PROVIDED TEXT:
──────────

2. **Tactic Divergence:** The key difference lies in the tactics used at three critical junctures (highlighted and tagged #1, #2, #3).
* **Step #1:** The LLM uses `field_simp [h₂]` (a simplification tactic for field arithmetic), while APOLLO uses `linarith` (a tactic for linear arithmetic).
* **Step #2:** The LLM uses the explicit rewrite `rw [h₁]` to substitute `a*b=180`. APOLLO again uses `linarith`, which can infer this substitution automatically from the context.
* **Step #3 (Conclusion):** The LLM constructs a detailed proof term using `exact step1.trans (step2.trans step3)` to chain the equalities. APOLLO simply uses `linarith` again, which solves the final linear arithmetic goal.
3. **Conciseness:** The APOLLO version is more concise, relying on the powerful, automated `linarith` tactic in place of more manual or specialized tactics (`field_simp`, explicit rewrites, proof term construction).
### Interpretation
This diagram serves as a technical demonstration of how the APOLLO system augments or refines the output of a base LLM for formal theorem proving in Lean 4.

──────────

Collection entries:
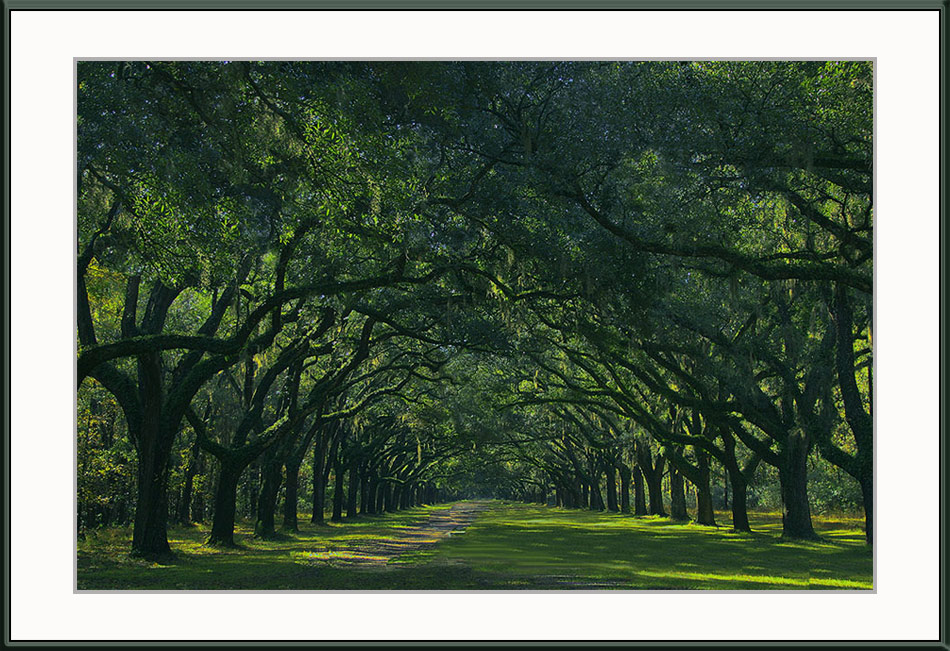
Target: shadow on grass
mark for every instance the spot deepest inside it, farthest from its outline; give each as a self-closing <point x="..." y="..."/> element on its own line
<point x="509" y="547"/>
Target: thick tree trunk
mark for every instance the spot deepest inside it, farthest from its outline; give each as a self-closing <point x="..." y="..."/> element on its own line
<point x="867" y="494"/>
<point x="639" y="493"/>
<point x="153" y="443"/>
<point x="150" y="530"/>
<point x="654" y="482"/>
<point x="267" y="498"/>
<point x="705" y="513"/>
<point x="319" y="479"/>
<point x="677" y="496"/>
<point x="187" y="491"/>
<point x="337" y="515"/>
<point x="624" y="489"/>
<point x="225" y="505"/>
<point x="740" y="516"/>
<point x="371" y="498"/>
<point x="292" y="481"/>
<point x="352" y="492"/>
<point x="612" y="488"/>
<point x="793" y="478"/>
<point x="596" y="499"/>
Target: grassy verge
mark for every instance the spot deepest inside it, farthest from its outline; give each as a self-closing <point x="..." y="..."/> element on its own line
<point x="510" y="546"/>
<point x="526" y="546"/>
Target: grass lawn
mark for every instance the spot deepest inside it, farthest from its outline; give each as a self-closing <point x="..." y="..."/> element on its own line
<point x="509" y="547"/>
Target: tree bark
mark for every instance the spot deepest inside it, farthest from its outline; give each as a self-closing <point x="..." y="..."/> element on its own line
<point x="793" y="478"/>
<point x="225" y="505"/>
<point x="612" y="488"/>
<point x="319" y="478"/>
<point x="639" y="493"/>
<point x="337" y="515"/>
<point x="705" y="513"/>
<point x="624" y="489"/>
<point x="352" y="491"/>
<point x="677" y="496"/>
<point x="267" y="497"/>
<point x="292" y="481"/>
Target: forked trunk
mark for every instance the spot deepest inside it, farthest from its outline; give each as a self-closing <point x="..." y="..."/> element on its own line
<point x="677" y="496"/>
<point x="793" y="478"/>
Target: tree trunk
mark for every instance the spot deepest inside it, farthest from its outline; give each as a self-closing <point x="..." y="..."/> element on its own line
<point x="596" y="499"/>
<point x="740" y="516"/>
<point x="267" y="497"/>
<point x="639" y="493"/>
<point x="654" y="482"/>
<point x="867" y="494"/>
<point x="612" y="488"/>
<point x="154" y="444"/>
<point x="225" y="505"/>
<point x="705" y="514"/>
<point x="292" y="480"/>
<point x="319" y="478"/>
<point x="624" y="489"/>
<point x="369" y="487"/>
<point x="793" y="478"/>
<point x="352" y="491"/>
<point x="338" y="494"/>
<point x="150" y="531"/>
<point x="677" y="496"/>
<point x="184" y="503"/>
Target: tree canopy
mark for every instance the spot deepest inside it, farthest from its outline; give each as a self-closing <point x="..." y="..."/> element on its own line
<point x="408" y="281"/>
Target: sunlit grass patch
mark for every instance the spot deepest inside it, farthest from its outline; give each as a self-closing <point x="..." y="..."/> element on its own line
<point x="508" y="547"/>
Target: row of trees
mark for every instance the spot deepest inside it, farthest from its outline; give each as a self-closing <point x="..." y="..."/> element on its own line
<point x="420" y="275"/>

──────────

ASSIGNED TASK 1:
According to the APOLLO text, why is the APOLLO version of the proof more concise than the LLM's?
ASSIGNED TASK 2:
In the APOLLO text, which tactic does the LLM use at Step #1?
None of these lines are needed.

TASK SOLUTION 1:
It relies on the powerful, automated `linarith` tactic in place of more manual or specialized tactics such as `field_simp`, explicit rewrites and proof term construction.

TASK SOLUTION 2:
`field_simp [h₂]`